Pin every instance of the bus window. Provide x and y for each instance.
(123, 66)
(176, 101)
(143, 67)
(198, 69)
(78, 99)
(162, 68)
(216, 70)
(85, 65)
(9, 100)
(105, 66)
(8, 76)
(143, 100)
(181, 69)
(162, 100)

====================

> [WHAT THIS TASK INVOLVES] Write the items above as a two-column CSV with the headers instruction and points, one row per item. Put each item's text and its answer in one quoted field each, with line breaks replaced by spaces.

> [OUTPUT OF THE TASK]
instruction,points
"Pin every instance of the bus window. Provide x and y for each instance.","(123, 66) (176, 101) (143, 67) (198, 69) (78, 99) (162, 68) (216, 70) (85, 65) (9, 100) (105, 66) (8, 76) (143, 100) (181, 69) (162, 100)"